----- INPUT FOR THIS TASK -----

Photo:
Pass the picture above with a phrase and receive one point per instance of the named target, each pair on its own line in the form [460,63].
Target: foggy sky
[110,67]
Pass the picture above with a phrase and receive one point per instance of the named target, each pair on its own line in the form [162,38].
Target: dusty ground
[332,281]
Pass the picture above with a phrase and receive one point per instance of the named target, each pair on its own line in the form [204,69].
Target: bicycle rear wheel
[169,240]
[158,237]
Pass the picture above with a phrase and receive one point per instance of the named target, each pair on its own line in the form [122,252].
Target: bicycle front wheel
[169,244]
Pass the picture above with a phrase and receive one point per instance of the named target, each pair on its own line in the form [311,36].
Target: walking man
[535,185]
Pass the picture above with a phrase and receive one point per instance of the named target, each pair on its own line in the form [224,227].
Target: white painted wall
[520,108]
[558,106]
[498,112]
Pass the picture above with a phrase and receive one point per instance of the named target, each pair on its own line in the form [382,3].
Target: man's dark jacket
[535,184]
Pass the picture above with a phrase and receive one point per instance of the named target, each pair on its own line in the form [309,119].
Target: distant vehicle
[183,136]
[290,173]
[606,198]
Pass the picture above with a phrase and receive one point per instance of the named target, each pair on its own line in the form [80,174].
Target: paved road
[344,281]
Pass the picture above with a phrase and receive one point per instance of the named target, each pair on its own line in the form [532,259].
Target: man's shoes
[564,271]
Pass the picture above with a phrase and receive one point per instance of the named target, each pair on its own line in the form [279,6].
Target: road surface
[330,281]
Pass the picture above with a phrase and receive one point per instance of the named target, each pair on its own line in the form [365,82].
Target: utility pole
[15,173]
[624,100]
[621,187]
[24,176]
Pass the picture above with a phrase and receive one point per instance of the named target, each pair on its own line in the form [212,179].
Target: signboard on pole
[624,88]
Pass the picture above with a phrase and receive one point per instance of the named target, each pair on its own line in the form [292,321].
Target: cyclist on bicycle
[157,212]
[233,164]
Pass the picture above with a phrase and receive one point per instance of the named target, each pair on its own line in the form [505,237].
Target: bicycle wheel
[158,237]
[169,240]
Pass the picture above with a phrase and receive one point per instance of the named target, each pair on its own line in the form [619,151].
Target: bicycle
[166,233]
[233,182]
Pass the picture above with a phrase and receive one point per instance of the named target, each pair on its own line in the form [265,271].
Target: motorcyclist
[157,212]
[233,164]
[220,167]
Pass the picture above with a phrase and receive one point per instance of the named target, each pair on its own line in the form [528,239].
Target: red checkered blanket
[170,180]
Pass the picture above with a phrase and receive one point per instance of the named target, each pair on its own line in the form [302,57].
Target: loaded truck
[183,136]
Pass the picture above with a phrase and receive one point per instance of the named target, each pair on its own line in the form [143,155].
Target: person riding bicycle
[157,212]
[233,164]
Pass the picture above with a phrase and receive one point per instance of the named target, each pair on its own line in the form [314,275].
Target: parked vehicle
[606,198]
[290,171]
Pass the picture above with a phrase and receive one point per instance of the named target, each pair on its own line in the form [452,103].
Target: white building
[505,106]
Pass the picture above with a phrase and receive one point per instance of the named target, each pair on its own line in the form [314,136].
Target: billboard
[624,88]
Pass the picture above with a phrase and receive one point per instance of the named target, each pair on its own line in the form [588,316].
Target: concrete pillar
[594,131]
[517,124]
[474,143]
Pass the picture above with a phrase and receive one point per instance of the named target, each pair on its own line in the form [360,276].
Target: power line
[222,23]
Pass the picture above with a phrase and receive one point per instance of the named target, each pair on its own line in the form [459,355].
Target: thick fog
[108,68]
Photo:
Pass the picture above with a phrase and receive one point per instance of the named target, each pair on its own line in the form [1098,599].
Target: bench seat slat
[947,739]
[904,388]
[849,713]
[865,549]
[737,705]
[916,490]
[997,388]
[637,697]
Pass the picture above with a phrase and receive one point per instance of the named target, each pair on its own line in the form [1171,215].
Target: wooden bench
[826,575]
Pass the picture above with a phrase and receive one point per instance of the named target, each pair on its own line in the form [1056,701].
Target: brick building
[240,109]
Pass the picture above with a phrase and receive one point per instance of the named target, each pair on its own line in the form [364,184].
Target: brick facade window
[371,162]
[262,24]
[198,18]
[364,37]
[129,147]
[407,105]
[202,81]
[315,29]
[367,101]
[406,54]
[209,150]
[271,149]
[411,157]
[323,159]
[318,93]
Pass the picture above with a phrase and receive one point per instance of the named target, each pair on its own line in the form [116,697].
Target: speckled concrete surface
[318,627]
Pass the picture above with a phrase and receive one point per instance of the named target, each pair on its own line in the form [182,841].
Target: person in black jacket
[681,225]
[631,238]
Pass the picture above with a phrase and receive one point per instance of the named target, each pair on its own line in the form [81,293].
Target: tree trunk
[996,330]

-----

* [GOAL OF THE EXERCISE] An exact transcription of all the entries is needed.

* [SOLVED PROBLEM]
Photo:
Pass the picture above with a phrase and receive one point per instance of the named target, each pair on its own line in the form [460,63].
Target: foggy sky
[110,67]
Pass the picture above with a phrase and receive one point per instance of the named target, each pair on its own line in the form [162,38].
Target: dusty ground
[332,281]
Pass the picture above with a phrase and receive one point per instance of the named target, each pair on its own line in the form [204,69].
Target: bicycle rear wheel
[169,240]
[158,237]
Pass the picture above with a phrase and receive one point per instance of the named target, each pair on its own line in the form [122,252].
Target: bicycle front wheel
[169,244]
Pass the picture above with a phrase and receive one point per instance of the named target, each pair on its own line in the form [311,36].
Target: walking man
[535,185]
Pass the picture above with a phrase and receive one point per instance of the named target, each pair on its own line in the form [224,227].
Target: white painted wall
[520,108]
[558,106]
[498,112]
Pass the picture above with a phrase and receive one point per instance of the named target, each pair on its own line in the form [382,3].
Target: man's dark jacket
[535,184]
Pass the picture above with a phrase and receive one point per instance of the named target, each pair on its own line in the form [309,119].
Target: distant vehicle
[183,136]
[290,173]
[606,198]
Pass the picture above with a phrase and receive one point per instance of the named target, each pair on its own line in the form [80,174].
Target: paved road
[344,281]
Pass the picture above with a phrase and receive one point per instance of the named target, each pair on its own line in the form [532,259].
Target: man's shoes
[564,271]
Pass the picture above with a phrase and receive one point per instance of the named target, each pair on its own line in the form [279,6].
Target: road surface
[330,281]
Pass the picture above with a phrase and receive one point per instance of the named target, each pair on its own line in the form [365,82].
Target: utility pole
[15,173]
[624,100]
[621,187]
[24,176]
Pass the picture above with a phrase and receive one point per instance of the named target, each pair on its own line in the form [212,179].
Target: signboard on pole
[624,88]
Pass the picture above with a phrase and receive one point per instance of the named target, each pair on its own line in the form [292,321].
Target: cyclist on bicycle
[157,212]
[233,164]
Pass the picture above with a phrase and receive one point per instance of the named target, each pair on its own line in the form [505,237].
Target: bicycle wheel
[158,237]
[169,240]
Pass the picture above with a phrase and receive one point per instance of the named target, each pair on its own line in the form [619,151].
Target: bicycle
[166,233]
[233,182]
Pass the picture above with a phrase and receive one point per instance of the named target, each pair on its own line in the form [265,271].
Target: motorcyclist
[157,212]
[233,164]
[220,167]
Pass the picture above with a phrase and receive one point per instance of the named target, each pair on its own line in the form [528,239].
Target: red checkered blanket
[170,180]
Pass the picture above with a phrase and receive one point per instance of the named target, each pair on its own line in the form [302,57].
Target: loaded truck
[183,136]
Pass the picture above with a phrase and receive one point per instance of the named target, each pair on its own line in the form [143,155].
Target: person riding bicycle
[157,212]
[233,164]
Pass the picture above with a phrase and receive one point per instance of the named target, each pair on its own line in the form [314,275].
Target: parked vehicle
[606,198]
[290,171]
Pass the picture above with a phrase and receive one point per instance of the named target, each pair on its own line in the form [452,103].
Target: white building
[505,106]
Pass the picture above with a phrase and receive one point per instance of the named target, each pair on its own line in the form [314,136].
Target: billboard
[624,88]
Pass the picture above with a phrase and receive one point per instance of the named target, each pair on its own line in the form [588,316].
Target: concrete pillar
[594,131]
[517,124]
[474,143]
Pass the picture above with a phrase and receive one point per instance of the named target, each pair on its own line in the form [360,276].
Target: power line
[222,23]
Pass the picture above with a phrase and receive one point per instance of the named target, each pair on its own line in the form [459,355].
Target: thick fog
[108,68]
Photo:
Pass the picture above with a phrase and receive one point per instance of the named target, each pair on its own line in the form [1098,599].
Target: bench seat slat
[947,739]
[904,388]
[849,713]
[865,549]
[737,705]
[916,490]
[997,388]
[637,697]
Pass the picture above with a phrase and receive one point per instance of the named target, each pair on its own line in the form [1171,215].
Target: wooden bench
[826,575]
Pass the picture above with a phrase and receive one point per instance of the named target, each pair on its own line in the form [1056,701].
Target: brick building
[240,109]
Pass the picture above with a phrase and receive one point per instance of the named target, each pair on its own line in the form [364,184].
Target: brick facade window
[371,162]
[262,24]
[198,18]
[364,37]
[129,147]
[407,105]
[202,81]
[315,29]
[367,101]
[406,54]
[209,150]
[271,149]
[411,157]
[323,159]
[318,93]
Pass the picture above with a phrase and receive one point per instance of the named target, each pair on its own line in the form [116,697].
Target: speckled concrete surface
[318,627]
Pass the picture above with a phrase and receive one point per instance of the named target, each pair on its own line in the form [182,841].
Target: person in black jacket
[681,225]
[631,238]
Pass the picture above with a phrase and receive one point per instance of the named target, each pair on its own line in the form [81,293].
Target: tree trunk
[996,330]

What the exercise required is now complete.